Samedi, je passe une soirée agréable, seule avec Frédéric. Depuis mon hospitalisation en Novembre 2014 je reste enfermée à la maison, craignant les douleurs horribles pouvant survenir dans ma cage thoracique lors d'efforts physiques. Mais il me semble que ce soir là nous sommes partis ensemble chercher de quoi manger. Ce soir là, nous n'avons pas croisé Jean-Jacques.
Dimanche matin, je me lève de bonne heure pour donner à manger à Odin, et me recouche. Je ne saurais dire à quelle heure nous nous sommes finalement levé. Nous étions tous les deux sur le point de commencer une mission sur GW2 lorsque quelqu'un a frappé à la porte. Huguette, inquiète de ne pas avoir de nouvelle de son fils, est venue le voir. C'est à ce moment que j'ai commencé à avoir très peur. Ne prenant aucune once de courage, je l'ai laissé aller seule voir son fils à l'autre bout de la colocation. Un silence pesant passe, pendant lequel je me suis rassise à mon bureau aux côtés de Frédéric. J'en viens à me convaincre que tout va bien. Jusqu'à ce que je l'entende crier d'horreur.

**EXERCICES À FAIRE**.
a - Résumez en deux phrases le récit de ce week-end ci-dessus.
b - Prolongez le récit de ce week-end en reprenant juste après sa dernière phrase.

**ENTRÉES EXTRAITES**.
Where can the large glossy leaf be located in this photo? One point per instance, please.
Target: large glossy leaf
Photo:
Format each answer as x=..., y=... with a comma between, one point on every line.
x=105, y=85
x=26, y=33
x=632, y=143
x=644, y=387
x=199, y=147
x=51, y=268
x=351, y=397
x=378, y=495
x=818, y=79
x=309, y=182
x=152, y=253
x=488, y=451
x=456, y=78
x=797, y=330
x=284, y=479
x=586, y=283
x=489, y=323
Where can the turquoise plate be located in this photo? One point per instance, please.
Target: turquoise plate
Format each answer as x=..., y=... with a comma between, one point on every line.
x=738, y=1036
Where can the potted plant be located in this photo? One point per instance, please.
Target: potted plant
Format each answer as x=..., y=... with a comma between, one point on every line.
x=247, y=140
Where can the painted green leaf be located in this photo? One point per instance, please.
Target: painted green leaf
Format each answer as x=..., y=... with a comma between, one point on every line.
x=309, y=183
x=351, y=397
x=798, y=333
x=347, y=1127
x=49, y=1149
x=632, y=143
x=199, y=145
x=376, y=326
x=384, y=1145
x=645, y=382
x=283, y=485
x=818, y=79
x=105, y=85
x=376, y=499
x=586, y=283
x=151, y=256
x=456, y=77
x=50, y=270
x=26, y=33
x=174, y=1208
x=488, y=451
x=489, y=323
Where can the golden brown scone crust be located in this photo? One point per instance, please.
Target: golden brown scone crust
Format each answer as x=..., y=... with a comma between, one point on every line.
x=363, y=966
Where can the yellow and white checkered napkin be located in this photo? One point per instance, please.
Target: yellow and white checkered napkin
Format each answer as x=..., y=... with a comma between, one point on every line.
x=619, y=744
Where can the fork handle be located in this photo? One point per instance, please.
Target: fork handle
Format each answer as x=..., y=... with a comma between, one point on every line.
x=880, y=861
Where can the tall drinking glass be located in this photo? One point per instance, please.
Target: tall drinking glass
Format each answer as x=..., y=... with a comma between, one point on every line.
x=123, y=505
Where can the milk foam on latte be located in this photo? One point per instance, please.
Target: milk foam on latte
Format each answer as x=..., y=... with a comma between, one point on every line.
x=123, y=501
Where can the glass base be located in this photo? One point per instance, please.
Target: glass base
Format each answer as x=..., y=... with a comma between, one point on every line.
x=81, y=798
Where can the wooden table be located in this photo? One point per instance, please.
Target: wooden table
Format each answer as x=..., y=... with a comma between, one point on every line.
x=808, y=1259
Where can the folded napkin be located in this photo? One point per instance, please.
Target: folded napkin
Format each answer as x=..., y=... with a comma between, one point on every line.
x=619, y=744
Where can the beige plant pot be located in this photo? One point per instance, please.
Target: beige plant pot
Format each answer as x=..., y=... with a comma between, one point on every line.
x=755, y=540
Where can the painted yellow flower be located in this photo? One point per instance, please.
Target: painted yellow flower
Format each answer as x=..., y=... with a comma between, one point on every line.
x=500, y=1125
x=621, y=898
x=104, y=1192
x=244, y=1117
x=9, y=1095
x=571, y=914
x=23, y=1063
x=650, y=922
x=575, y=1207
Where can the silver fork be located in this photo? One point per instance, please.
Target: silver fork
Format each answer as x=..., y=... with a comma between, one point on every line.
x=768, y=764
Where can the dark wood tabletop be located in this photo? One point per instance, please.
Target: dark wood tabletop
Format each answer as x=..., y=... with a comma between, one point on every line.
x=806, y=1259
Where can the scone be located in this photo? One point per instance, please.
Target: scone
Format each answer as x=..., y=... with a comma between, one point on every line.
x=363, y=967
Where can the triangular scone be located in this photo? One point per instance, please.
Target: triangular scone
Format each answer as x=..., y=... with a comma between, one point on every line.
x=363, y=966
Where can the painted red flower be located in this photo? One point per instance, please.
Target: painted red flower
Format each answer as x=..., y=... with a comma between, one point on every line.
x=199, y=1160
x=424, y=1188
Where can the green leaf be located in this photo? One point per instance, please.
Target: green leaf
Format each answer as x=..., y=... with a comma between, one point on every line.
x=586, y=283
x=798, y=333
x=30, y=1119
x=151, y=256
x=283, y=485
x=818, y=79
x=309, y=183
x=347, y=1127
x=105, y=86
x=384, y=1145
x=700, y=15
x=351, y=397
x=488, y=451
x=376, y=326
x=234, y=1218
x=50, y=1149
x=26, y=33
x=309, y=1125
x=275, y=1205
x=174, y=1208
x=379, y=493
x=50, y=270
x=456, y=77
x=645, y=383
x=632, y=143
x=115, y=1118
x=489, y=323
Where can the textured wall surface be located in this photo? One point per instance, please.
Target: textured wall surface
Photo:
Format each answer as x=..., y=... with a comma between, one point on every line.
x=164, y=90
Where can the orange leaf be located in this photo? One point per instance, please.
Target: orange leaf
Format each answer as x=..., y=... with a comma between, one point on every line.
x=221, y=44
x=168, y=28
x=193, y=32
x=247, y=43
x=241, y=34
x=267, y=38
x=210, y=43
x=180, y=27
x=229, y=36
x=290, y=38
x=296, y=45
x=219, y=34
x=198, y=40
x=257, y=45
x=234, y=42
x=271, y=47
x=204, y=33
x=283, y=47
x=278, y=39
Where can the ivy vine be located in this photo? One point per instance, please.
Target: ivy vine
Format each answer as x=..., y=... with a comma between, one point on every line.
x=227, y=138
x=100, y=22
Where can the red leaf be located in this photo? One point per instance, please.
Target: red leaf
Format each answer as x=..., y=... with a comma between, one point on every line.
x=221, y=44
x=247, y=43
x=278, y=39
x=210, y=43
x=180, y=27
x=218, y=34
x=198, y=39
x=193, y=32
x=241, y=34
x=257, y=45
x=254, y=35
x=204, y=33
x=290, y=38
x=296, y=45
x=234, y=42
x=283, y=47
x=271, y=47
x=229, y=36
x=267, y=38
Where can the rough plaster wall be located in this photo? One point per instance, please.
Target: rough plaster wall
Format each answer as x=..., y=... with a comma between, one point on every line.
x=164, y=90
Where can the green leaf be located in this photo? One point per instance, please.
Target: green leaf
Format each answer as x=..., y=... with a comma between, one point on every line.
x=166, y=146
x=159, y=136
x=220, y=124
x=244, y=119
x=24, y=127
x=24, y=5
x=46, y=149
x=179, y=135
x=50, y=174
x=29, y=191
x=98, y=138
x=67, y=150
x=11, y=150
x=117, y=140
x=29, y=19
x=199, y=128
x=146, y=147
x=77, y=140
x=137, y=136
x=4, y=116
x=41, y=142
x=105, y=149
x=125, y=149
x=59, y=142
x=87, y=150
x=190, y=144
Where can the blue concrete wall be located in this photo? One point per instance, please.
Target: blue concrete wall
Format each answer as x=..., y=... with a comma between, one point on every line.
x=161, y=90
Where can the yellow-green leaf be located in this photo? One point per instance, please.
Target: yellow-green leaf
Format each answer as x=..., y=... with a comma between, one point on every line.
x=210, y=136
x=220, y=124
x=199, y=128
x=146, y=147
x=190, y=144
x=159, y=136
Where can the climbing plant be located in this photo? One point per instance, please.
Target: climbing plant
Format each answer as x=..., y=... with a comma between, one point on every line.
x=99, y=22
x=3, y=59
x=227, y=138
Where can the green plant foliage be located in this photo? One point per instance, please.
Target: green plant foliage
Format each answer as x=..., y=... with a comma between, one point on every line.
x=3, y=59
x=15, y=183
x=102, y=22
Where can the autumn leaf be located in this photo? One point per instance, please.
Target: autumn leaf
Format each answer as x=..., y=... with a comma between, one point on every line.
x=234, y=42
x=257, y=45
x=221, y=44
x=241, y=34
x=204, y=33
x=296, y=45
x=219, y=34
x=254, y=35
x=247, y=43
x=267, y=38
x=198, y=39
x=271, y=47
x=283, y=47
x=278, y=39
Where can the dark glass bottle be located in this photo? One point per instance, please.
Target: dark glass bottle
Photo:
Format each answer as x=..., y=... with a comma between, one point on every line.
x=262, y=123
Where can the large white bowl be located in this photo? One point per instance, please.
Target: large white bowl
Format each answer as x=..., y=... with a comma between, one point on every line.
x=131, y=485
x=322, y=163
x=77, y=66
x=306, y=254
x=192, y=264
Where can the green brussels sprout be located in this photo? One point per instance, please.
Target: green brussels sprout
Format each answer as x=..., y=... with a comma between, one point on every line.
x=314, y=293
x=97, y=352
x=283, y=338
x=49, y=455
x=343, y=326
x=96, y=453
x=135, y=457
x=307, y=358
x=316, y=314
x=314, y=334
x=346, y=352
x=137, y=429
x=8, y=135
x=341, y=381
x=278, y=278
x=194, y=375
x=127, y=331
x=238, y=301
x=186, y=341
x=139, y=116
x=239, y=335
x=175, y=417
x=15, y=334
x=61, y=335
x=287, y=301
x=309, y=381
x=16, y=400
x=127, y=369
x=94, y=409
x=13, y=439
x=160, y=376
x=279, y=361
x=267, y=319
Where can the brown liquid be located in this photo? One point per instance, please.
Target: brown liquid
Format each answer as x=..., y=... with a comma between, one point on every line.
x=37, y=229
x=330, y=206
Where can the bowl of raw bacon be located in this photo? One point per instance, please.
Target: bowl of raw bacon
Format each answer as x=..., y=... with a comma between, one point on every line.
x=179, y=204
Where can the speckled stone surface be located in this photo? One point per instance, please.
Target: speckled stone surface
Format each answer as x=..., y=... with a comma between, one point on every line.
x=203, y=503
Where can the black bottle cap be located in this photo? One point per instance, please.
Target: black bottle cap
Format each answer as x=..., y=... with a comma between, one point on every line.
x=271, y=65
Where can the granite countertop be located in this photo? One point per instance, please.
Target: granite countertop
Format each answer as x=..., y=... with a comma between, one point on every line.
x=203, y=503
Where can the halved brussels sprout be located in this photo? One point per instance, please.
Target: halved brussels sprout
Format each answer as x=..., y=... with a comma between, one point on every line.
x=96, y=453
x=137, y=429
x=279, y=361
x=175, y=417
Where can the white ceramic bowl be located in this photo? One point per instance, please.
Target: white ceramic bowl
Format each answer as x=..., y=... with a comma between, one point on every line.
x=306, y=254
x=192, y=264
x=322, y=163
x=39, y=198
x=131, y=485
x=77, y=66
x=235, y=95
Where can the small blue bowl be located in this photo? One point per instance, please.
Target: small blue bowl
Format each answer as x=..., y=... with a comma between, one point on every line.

**RÉPONSES PAR EXERCICE**.
a - Le samedi soir, la narratrice passe une soirée agréable avec Frédéric, alors que depuis son hospitalisation de novembre 2014 elle reste enfermée chez elle. Le dimanche, Huguette, inquiète de ne pas avoir de nouvelles de son fils, frappe à la porte et va le voir seule, pendant que la narratrice, prise d'une grande peur, attend à son bureau près de Frédéric jusqu'au moment où elle entend un cri d'horreur.

b -
Lorsque nous l'avons rejoins, Huguette criait qu'il était mort, qu'il s'était pendu. Je me souviens de la tête de Frédéric quand je lui ai demandé d'appeler un médecin. Il semblait vouloir me dire pourquoi faire ? Il est déjà mort, c'est trop tard pour un médecin, es-tu stupide ? Il a donc appelé les pompiers, qui lui ont demandé par téléphone de toucher le corps pour vérifier s'il était froid. Il l'était.
Je n'ai jamais autant voulu me recroqueviller dans un trou et disparaitre que lorsque, plus tard, la police était dans notre salon en train de décrire la scène au téléphone.
Je me souviens encore du son de sa voix lorsqu'il m'avait dit avec insistance, quelques jours avant : « J'ai envie de me pendre. Non mais vraiment. Physiquement. » et aussi de ma panique intérieure, parce que je suis la dernière personne avec qui parler de dépression. J'ai insisté ce jour là pour qu'il aille parler de ça avec un médecin pour se faire prescrire un anti-dépresseur, et qu'il n'annule pas le diner chez sa mère. Je lui ai dis maladroitement que la dépression est une chose maléfique qui te bouffe ton temps sur terre, et qu'il fallait "se remettre".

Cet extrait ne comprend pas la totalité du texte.